Aim of the task: Repeat the following entries verbatim, apart from the pictures.

Photo-based referring expression data
--- START ---

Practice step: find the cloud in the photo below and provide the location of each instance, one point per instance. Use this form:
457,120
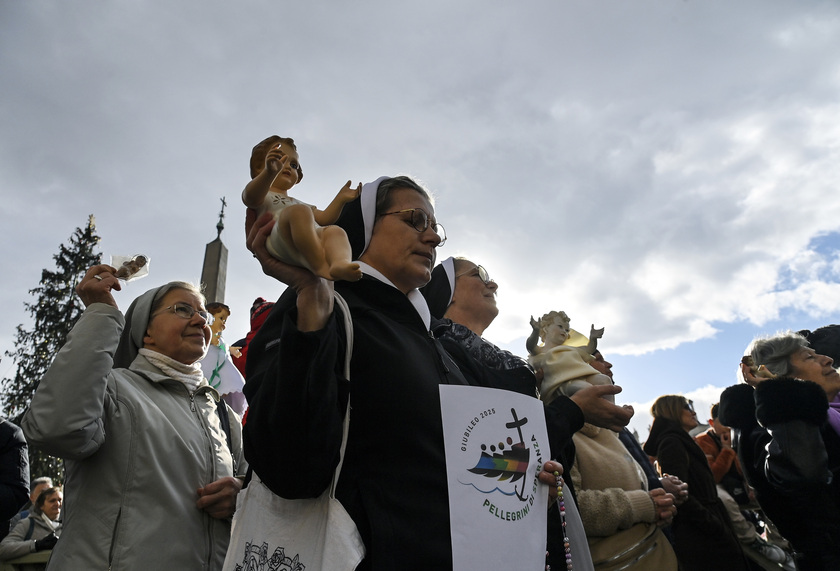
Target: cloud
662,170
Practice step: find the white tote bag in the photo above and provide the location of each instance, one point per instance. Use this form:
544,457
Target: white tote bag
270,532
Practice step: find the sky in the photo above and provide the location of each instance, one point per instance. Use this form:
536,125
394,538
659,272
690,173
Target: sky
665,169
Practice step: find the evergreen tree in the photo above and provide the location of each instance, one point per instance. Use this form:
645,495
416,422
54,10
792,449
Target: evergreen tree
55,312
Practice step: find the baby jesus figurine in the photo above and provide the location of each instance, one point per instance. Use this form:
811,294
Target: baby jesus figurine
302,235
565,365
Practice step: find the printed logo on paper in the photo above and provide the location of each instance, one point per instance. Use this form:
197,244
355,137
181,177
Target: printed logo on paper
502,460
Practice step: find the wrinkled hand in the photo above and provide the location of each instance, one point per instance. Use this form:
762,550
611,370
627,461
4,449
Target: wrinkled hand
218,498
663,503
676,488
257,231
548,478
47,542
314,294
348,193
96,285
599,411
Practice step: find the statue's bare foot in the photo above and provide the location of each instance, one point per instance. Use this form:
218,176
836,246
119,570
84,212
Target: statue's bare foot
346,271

--- END ---

Answer to this task:
Practice step: find the cloud in the photo below and provide the location of each instance, one point per instance. Use this form:
457,120
Target: cloud
662,170
Practice step: find the white tote bag in the photo above and provide the location of each instance, one point per instance. Use this form:
544,457
Target: white tote bag
270,532
Practice step: find the sky in the photo above and provide the location of each instance, one point per instance. Use this form:
536,125
394,538
659,272
690,173
Target: sky
665,169
Practice step: find the evergreen tree in the photo above and provide the location of each instance, one point per instance. Use this form:
645,495
416,422
54,10
792,449
Target: evergreen tree
55,312
Practice step: find the baby jesus figurine in the photo above and provide the location of each instance, one point per instance. Use this form:
811,294
Target: baby jesus figurine
302,235
565,365
Practice step: find the printed logo on paper in the photo above and provide the location of each instance, one point per instance. Use this form:
197,244
355,137
181,177
Target: printed logo on paper
502,460
Practice step: find the wrinkled hand in the photo above and provide the location of each instance, one point per instance. Use this form:
762,550
611,370
627,461
4,449
Target: wrinkled hand
218,498
663,503
676,488
257,231
548,478
47,542
314,294
348,193
96,285
599,411
Practice step: find the statue's bare foot in the photo above and provide the location of each instance, one point per instance. Use this form:
218,176
836,246
119,570
84,212
Target: statue's bare foot
346,271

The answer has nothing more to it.